▶ _Passage_
»»

# Southport Firework Display



## FranknJan (Dec 18, 2007)

Hi All.
we're hoping to go to Southport for the Musical Firework competition September 30 - October 2. The two local campsites are full. We have stayed on the car park next to the fun fair, a CCC rally.
Does anyone know if this car park is available for 'wild camping' if so is there any procedure for gaining access.
Is anyone else thinking of visiting this display and stopping over.
Thanks
Frank


----------



## teemyob (Nov 22, 2005)

*Problems*

Hello,

We had problems during the Air Show, rang a contact given to us for the car park. He no longer worked there.

He did say they close the gates during the week now.

We stayed at Landsdowne.

Someone will know better than me.

TM


----------



## georgiemac (Oct 22, 2007)

You could try and wild camp by the old sand works on the coast road - and there is a road leading up to there called Hesketh Drive - you may get away with staying there overnight- obviously no facilities - we live nearby you could use our loo if you needed to empty your cassette. Also try the Southport Yacht club/ sea scouts site conveniently sited not too far from the fireworks display.


----------



## Caggsie (Aug 19, 2008)

We went last year and have booked this year too,as we throughly enjoyed it, at the CC site. Try the site closer or even the day before for cancellations. No guarantee but worth a try if you can't find yourself somewhere else in the meantime. Last year was fab even though it absolutely teemed it down from start to finish. The other thing to do is buy your tickets before you go into the display itself, from tourist board I think, £6 instead of £8 on the door, last year prices.


----------



## HARRY12 (Sep 7, 2011)

*Southport Fireworks*

I have heard that a pub called leigh arms, just outside of southport lets people park there if you eat there, and its great food!


----------

««

▶ _Stated problem A_
Answer these from the Southport fireworks thread:
(i) What dates does Frank give for the Musical Firework competition?
(ii) Where did teemyob stay during the Air Show?
(iii) According to Caggsie, what did tickets cost when bought in advance, and what did they cost on the door?
The thread above and the listing that follows have nothing to do with each other.

▶ _Materials provided_

»»

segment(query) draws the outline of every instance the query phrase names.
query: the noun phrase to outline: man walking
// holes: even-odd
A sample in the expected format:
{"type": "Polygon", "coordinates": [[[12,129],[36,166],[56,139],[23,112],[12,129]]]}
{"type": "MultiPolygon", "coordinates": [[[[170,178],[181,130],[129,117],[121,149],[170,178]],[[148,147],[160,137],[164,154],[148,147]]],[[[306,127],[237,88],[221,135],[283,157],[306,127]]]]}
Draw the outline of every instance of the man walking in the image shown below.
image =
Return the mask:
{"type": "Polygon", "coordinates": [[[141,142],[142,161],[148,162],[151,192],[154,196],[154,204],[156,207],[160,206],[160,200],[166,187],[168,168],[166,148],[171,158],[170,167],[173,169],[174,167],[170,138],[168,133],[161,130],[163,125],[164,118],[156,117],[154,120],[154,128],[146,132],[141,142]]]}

««

▶ _Stated problem B_
Write out every line of the listing above without any change.

▶ _Exercise answer A_
(i) September 30 to October 2.
(ii) At Landsdowne.
(iii) £6 in advance and £8 on the door, at the previous year's prices.

▶ _Exercise answer B_
segment(query) draws the outline of every instance the query phrase names.
query: the noun phrase to outline: man walking
// holes: even-odd
A sample in the expected format:
{"type": "Polygon", "coordinates": [[[12,129],[36,166],[56,139],[23,112],[12,129]]]}
{"type": "MultiPolygon", "coordinates": [[[[170,178],[181,130],[129,117],[121,149],[170,178]],[[148,147],[160,137],[164,154],[148,147]]],[[[306,127],[237,88],[221,135],[283,157],[306,127]]]]}
Draw the outline of every instance of the man walking in the image shown below.
image =
Return the mask:
{"type": "Polygon", "coordinates": [[[141,142],[142,161],[148,162],[151,192],[154,196],[154,204],[156,207],[160,206],[160,200],[166,187],[168,168],[166,148],[171,158],[170,167],[173,169],[174,167],[170,138],[168,133],[161,130],[163,125],[164,118],[156,117],[154,120],[154,128],[146,132],[141,142]]]}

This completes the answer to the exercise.